### TASK REQUIREMENTS:
Please rewrite all of the records below, replacing "Reviewer note" with "Checker note" and keeping everything else the same. Leave the pictures out of your answer.

[Photo object pointing records]
START

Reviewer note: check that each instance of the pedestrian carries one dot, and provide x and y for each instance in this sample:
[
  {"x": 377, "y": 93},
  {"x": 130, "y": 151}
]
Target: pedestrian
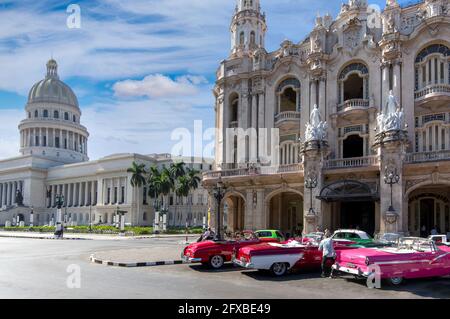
[
  {"x": 207, "y": 235},
  {"x": 423, "y": 231},
  {"x": 434, "y": 231},
  {"x": 328, "y": 254}
]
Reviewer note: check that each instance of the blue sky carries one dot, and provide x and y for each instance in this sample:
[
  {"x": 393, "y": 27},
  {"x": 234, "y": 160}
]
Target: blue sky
[{"x": 140, "y": 68}]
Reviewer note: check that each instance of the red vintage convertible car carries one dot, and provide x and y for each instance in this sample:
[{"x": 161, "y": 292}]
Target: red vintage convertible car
[
  {"x": 278, "y": 258},
  {"x": 216, "y": 253}
]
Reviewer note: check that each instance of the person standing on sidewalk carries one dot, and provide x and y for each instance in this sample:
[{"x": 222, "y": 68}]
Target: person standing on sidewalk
[{"x": 328, "y": 253}]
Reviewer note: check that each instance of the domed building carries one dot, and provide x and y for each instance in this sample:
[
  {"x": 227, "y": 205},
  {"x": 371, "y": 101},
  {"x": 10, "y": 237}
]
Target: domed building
[
  {"x": 54, "y": 163},
  {"x": 52, "y": 128}
]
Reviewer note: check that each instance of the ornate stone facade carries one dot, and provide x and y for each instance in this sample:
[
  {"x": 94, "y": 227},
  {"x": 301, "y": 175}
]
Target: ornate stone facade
[{"x": 381, "y": 80}]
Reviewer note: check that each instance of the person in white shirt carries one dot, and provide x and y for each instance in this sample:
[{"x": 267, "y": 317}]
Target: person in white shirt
[{"x": 328, "y": 253}]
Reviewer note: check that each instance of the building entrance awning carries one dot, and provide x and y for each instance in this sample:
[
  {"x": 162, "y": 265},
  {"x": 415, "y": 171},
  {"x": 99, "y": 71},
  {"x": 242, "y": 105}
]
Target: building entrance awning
[{"x": 348, "y": 191}]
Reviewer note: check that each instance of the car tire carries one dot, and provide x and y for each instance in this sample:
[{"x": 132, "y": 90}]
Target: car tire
[
  {"x": 216, "y": 262},
  {"x": 279, "y": 269},
  {"x": 396, "y": 281}
]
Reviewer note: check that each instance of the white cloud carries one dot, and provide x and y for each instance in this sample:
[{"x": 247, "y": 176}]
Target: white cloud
[{"x": 159, "y": 86}]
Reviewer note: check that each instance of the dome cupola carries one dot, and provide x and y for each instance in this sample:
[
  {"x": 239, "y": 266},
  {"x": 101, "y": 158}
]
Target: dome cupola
[{"x": 52, "y": 128}]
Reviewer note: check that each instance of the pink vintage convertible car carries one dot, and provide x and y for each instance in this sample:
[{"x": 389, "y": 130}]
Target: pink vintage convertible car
[{"x": 411, "y": 258}]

END

### EXERCISE ANSWER:
Checker note: check that each instance of the pedestrian carries one dot, and provide x and y for each instance in this sample:
[
  {"x": 377, "y": 93},
  {"x": 130, "y": 151}
]
Target: pedestrian
[
  {"x": 207, "y": 235},
  {"x": 423, "y": 231},
  {"x": 434, "y": 231},
  {"x": 328, "y": 254}
]
Checker note: check that each instance of the blue sky carries one dot, and provide x and y for each instance in this sample:
[
  {"x": 393, "y": 27},
  {"x": 234, "y": 160}
]
Target: blue sky
[{"x": 140, "y": 68}]
Checker note: check that each instance of the red vintage convertible car carries one dot, and provide x and y for each instance in this sample:
[{"x": 161, "y": 292}]
Target: red vintage convertible car
[
  {"x": 278, "y": 258},
  {"x": 216, "y": 253}
]
Checker note: check that each instance of the person standing on sidewalk carries one dot, and provide x and y for each instance in this sample:
[{"x": 222, "y": 68}]
Target: person standing on sidewalk
[{"x": 328, "y": 253}]
Checker note: check that each instance of the domed building carries one dot, and provide x and y for each instance in this sample:
[
  {"x": 227, "y": 205},
  {"x": 371, "y": 101},
  {"x": 10, "y": 237}
]
Target: domed building
[
  {"x": 54, "y": 163},
  {"x": 52, "y": 128}
]
Checker note: check that each instance of the ornate stone facade carries one dot, and provide x and y for each instance in this sample:
[
  {"x": 94, "y": 227},
  {"x": 301, "y": 175}
]
Target: ornate stone facade
[{"x": 381, "y": 80}]
Checker note: check that each instance of the person in white shirt carries one dot, and provide x and y for each instance in this sample:
[{"x": 267, "y": 317}]
Target: person in white shirt
[{"x": 328, "y": 253}]
Checker note: check that each instance of the building entrance awning carries one dot, and provide x and y for each instance in this sample:
[
  {"x": 162, "y": 265},
  {"x": 415, "y": 171},
  {"x": 99, "y": 71},
  {"x": 242, "y": 105}
]
Target: building entrance awning
[{"x": 348, "y": 191}]
Checker note: check that each instance of the car tire carries one dot, and provide x and y for each instance in this sample:
[{"x": 132, "y": 90}]
Target: car tire
[
  {"x": 216, "y": 262},
  {"x": 279, "y": 269},
  {"x": 396, "y": 281}
]
Checker note: check that each instance of the white cloud carries one dot, and provide x and y for each instance in this sample:
[{"x": 247, "y": 176}]
Target: white cloud
[{"x": 159, "y": 86}]
Checker note: check that each instance of the dome cupola carries one dot, and provide x and y for each instance in this sample:
[
  {"x": 239, "y": 266},
  {"x": 101, "y": 158}
]
Target: dome cupola
[{"x": 52, "y": 128}]
Checker note: check that each instance of the pink vintage convertible car carries one dot, and provide x and y for each instance in this sample:
[{"x": 389, "y": 130}]
Target: pink vintage convertible car
[{"x": 411, "y": 258}]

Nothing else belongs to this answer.